• [Do this] Please put every line of the material below into a Markdown table with two columns, Row and Line, numbering the lines in order and leaving out any blank ones.

[Entries drawn from a collection]
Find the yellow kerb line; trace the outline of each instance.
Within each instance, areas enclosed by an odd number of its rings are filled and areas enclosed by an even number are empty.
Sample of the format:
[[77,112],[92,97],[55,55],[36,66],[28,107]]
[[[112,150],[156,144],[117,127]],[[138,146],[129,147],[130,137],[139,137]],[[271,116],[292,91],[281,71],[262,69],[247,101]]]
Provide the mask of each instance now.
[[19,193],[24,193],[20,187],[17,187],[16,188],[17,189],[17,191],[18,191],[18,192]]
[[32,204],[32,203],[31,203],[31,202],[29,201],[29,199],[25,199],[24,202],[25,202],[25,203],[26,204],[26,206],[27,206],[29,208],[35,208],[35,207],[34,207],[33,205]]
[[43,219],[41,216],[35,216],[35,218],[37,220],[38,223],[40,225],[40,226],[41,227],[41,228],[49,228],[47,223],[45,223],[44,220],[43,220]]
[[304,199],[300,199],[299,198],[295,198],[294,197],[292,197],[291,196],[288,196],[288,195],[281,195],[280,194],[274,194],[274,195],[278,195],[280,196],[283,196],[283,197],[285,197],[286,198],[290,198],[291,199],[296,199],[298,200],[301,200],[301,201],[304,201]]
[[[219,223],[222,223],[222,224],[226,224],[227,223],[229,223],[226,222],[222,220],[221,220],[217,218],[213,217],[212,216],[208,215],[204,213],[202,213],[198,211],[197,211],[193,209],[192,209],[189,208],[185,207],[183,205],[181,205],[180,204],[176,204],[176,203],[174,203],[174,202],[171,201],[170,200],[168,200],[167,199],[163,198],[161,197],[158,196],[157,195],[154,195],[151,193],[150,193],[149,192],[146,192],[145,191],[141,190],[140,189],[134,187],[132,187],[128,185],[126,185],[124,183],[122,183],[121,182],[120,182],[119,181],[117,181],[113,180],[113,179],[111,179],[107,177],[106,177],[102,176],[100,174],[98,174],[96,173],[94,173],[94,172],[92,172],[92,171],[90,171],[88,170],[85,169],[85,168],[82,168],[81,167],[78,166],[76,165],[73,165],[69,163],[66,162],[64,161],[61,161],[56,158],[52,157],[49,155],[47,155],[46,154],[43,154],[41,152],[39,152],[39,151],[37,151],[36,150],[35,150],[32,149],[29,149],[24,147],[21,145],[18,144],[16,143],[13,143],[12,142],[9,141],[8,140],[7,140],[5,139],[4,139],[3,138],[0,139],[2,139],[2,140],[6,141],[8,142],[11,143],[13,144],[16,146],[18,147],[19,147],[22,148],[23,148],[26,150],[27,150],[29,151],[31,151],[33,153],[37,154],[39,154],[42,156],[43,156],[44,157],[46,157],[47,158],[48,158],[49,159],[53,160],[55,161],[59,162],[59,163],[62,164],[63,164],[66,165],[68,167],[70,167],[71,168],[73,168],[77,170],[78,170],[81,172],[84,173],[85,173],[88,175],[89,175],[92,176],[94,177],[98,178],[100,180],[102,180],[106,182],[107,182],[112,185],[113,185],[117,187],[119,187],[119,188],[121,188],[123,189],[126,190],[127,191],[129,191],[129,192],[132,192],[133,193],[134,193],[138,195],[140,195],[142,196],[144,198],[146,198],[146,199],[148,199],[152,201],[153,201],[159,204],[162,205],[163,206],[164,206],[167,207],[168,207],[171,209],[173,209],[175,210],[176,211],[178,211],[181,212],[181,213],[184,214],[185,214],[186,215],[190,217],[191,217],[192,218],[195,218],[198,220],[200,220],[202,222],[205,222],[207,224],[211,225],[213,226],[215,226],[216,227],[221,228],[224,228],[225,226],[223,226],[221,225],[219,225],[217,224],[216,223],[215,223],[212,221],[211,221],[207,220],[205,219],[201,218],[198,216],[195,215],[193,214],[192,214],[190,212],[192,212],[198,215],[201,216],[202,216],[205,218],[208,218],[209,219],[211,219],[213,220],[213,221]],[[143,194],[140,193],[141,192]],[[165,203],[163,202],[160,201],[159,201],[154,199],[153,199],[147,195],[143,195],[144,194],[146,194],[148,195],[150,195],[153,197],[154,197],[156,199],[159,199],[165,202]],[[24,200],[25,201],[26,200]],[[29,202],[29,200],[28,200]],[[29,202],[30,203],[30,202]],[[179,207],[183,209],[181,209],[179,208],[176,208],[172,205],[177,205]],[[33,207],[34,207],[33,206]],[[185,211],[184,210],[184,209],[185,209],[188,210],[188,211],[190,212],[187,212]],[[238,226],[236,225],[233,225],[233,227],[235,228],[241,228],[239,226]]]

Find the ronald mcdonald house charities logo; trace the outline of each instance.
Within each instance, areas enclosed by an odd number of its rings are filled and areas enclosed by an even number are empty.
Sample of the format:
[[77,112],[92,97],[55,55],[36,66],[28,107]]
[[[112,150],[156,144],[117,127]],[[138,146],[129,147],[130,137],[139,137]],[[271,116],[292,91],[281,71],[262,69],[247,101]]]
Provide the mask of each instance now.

• [Written reply]
| Row | Line |
|---|---|
| 1 | Find the yellow kerb line; trace the outline of each instance. |
| 2 | Within each instance, areas enclosed by an odd number of its rings are filled and areas enclosed by an even number are empty. |
| 3 | Sample of the format: |
| 4 | [[77,112],[92,97],[55,55],[36,66],[28,107]] |
| 5 | [[[112,150],[156,144],[117,127]],[[138,146],[129,147],[130,137],[139,137]],[[271,116],[292,91],[281,71],[262,69],[247,101]]] |
| 6 | Provide the mask of each instance now. |
| 7 | [[19,193],[24,193],[20,187],[17,187],[16,188],[17,189],[17,191],[18,191],[18,192]] |
| 8 | [[32,204],[32,203],[31,203],[31,202],[29,201],[29,199],[25,199],[24,202],[25,202],[25,203],[26,204],[26,206],[27,206],[29,208],[35,208],[35,207],[34,207],[33,205]] |
| 9 | [[43,219],[41,216],[35,216],[35,218],[37,220],[38,223],[40,225],[40,226],[41,227],[41,228],[49,228],[47,223],[45,223],[44,220],[43,220]] |
| 10 | [[304,199],[300,199],[299,198],[295,198],[294,197],[292,197],[291,196],[288,196],[288,195],[281,195],[280,194],[274,194],[274,195],[278,195],[280,196],[283,196],[283,197],[285,197],[286,198],[290,198],[291,199],[296,199],[298,200],[301,200],[301,201],[304,201]] |
| 11 | [[[219,223],[222,223],[222,224],[226,224],[227,223],[229,223],[226,222],[222,220],[221,220],[217,218],[213,217],[212,216],[208,215],[204,213],[202,213],[198,211],[197,211],[193,209],[192,209],[189,208],[185,207],[183,205],[181,205],[180,204],[176,204],[176,203],[174,203],[174,202],[171,201],[170,200],[168,200],[167,199],[163,198],[161,197],[158,196],[157,195],[154,195],[151,193],[150,193],[149,192],[146,192],[145,191],[141,190],[140,189],[134,187],[132,187],[128,185],[126,185],[124,183],[122,183],[121,182],[120,182],[119,181],[117,181],[113,180],[113,179],[111,179],[107,177],[106,177],[102,176],[100,174],[98,174],[96,173],[94,173],[94,172],[92,172],[92,171],[90,171],[88,170],[85,169],[85,168],[82,168],[81,167],[78,166],[76,165],[73,165],[69,163],[66,162],[64,161],[61,161],[56,158],[52,157],[49,155],[47,155],[46,154],[43,154],[41,152],[39,152],[39,151],[37,151],[36,150],[35,150],[32,149],[29,149],[24,147],[21,145],[18,144],[16,143],[13,143],[12,142],[9,141],[8,140],[7,140],[5,139],[4,139],[3,138],[0,139],[2,139],[2,140],[6,141],[8,142],[11,143],[13,144],[16,146],[18,147],[19,147],[22,148],[23,148],[26,150],[27,150],[29,151],[31,151],[33,153],[37,154],[39,154],[42,156],[43,156],[44,157],[46,157],[47,158],[48,158],[49,159],[53,160],[55,161],[59,162],[59,163],[62,164],[63,164],[66,165],[68,167],[70,167],[71,168],[73,168],[77,170],[78,170],[81,172],[84,173],[85,173],[88,175],[89,175],[92,176],[94,177],[98,178],[100,180],[102,180],[106,182],[107,182],[112,185],[113,185],[117,187],[119,187],[119,188],[121,188],[123,189],[126,190],[127,191],[129,191],[129,192],[132,192],[133,193],[134,193],[138,195],[140,195],[142,196],[144,198],[146,198],[146,199],[148,199],[152,201],[153,201],[159,204],[162,205],[163,206],[164,206],[167,207],[168,207],[171,209],[173,209],[175,210],[176,211],[178,211],[181,212],[181,213],[184,214],[185,214],[186,215],[190,217],[191,217],[192,218],[195,218],[198,220],[200,220],[202,222],[205,222],[207,224],[211,225],[213,226],[215,226],[216,227],[221,228],[224,228],[225,226],[223,226],[221,225],[219,225],[217,224],[216,223],[215,223],[212,221],[211,221],[207,220],[205,219],[201,218],[198,216],[195,215],[193,214],[192,214],[190,212],[192,212],[198,215],[201,216],[202,216],[205,218],[208,218],[209,219],[211,219],[213,220],[213,221]],[[143,194],[140,193],[141,192]],[[165,203],[163,202],[160,201],[159,201],[154,199],[153,199],[147,195],[143,195],[144,194],[146,194],[148,195],[150,195],[153,197],[154,197],[156,199],[159,199],[165,202]],[[24,200],[25,201],[26,200]],[[29,202],[29,200],[28,200]],[[29,202],[30,203],[30,202]],[[179,207],[183,209],[181,209],[179,208],[176,208],[172,205],[177,205]],[[33,207],[34,207],[33,206]],[[185,211],[184,210],[184,209],[185,209],[188,210],[188,211],[190,212],[187,212]],[[238,226],[236,225],[233,225],[233,227],[235,228],[241,228],[239,226]]] |
| 12 | Find the ronald mcdonald house charities logo; trace the outline of each instance. |
| 13 | Within each instance, areas enclosed by an odd number of its rings are filled and areas enclosed by an even number are empty. |
| 14 | Sample of the format: |
| 15 | [[77,112],[92,97],[55,55],[36,66],[28,107]] |
| 16 | [[[112,150],[156,144],[117,127]],[[138,146],[129,147],[130,137],[139,137]],[[271,116],[292,91],[281,71],[262,69],[247,101]]] |
| 17 | Provide the mask of each instance now. |